--- EXCERPT PROVIDED Enclosed Below ---
# Back Pain



## 22896 (Aug 19, 2006)

I have been dealing with severe lower back pain and also in my lower stomach near my right hip bone since Thursday (4 days now). Pain meds don't seem to be helping. I have been unable to do anything all weekend and I'm not sure what is going on. I do not have a fever and have normal bm's every morning. At first I thought it was the flu, but other then the pain and being extremely tired, nothing else is wrong. I've had ovarian cysts in the past, but don't remember the pain being this bad. Any ideas?


----------



## Jannybitt (Oct 13, 2006)

Back pain is my life!







Do you have any pain running down your leg? The best thing you can do is to ice your back for 15 minutes on every hour. Do it as many times as you can. If you also get up from sitting or laying in your bed, stretch gently first. You may have just strained your back. But, if it's bad and you have any tingling or pain going down either leg, it's probably a good idea to see a Chiropractor (only if you know of a good one) You could have a disk pinching on a nerve. I have a herniated disk and inflammation along the other disks, so I feel for you!







Don't put heat on it, as it can make it worse. Remember, these are just suggestions and my own experiences and learned knowledge from what I've been through. I hope you feel better soon. Don't go too long with the pain, especially if pain meds aren't helping at all.


----------



## 22896 (Aug 19, 2006)

My back pain only ended up lasting a day, but I spent 4 days in bed with severe pain in my right side and very nauseated. I went to my gp and he sent me to a surgeon. The surgeon then sent me to the hospital because I was very dehydrated and he felt a large mass or bump where the pain was. I had a ct to rule out appendix problems and they found a huge cyst on my right ovary. Thursday, I am going to have an ultrasound and hopefully schedule something to have it removed.


----------
--- End of Enclosed EXCERPT PROVIDED ---
--- EXCERPTED RECORDS Enclosed Below ---
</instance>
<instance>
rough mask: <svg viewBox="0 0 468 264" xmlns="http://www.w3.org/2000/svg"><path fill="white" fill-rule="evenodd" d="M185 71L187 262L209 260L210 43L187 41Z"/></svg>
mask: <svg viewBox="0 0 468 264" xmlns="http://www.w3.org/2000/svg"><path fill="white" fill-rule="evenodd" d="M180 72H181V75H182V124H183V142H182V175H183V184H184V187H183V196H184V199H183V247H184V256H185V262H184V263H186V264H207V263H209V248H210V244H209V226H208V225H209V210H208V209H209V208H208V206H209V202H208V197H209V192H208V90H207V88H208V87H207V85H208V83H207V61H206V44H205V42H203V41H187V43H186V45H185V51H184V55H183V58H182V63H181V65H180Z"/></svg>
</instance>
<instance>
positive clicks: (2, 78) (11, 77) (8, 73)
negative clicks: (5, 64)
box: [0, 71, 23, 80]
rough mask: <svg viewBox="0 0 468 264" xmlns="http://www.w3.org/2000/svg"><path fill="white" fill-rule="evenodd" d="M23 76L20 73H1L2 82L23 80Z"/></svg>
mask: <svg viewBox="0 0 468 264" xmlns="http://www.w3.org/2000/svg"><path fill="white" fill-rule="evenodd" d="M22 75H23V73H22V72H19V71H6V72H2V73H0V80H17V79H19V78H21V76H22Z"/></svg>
--- End of Enclosed EXCERPTED RECORDS ---
• DIRECTIONS: In the back pain thread, why did the surgeon send the original poster to the hospital?

• ANSWER SPACE: The surgeon sent the poster to the hospital because the poster was very dehydrated and the surgeon felt a large mass or bump where the pain was.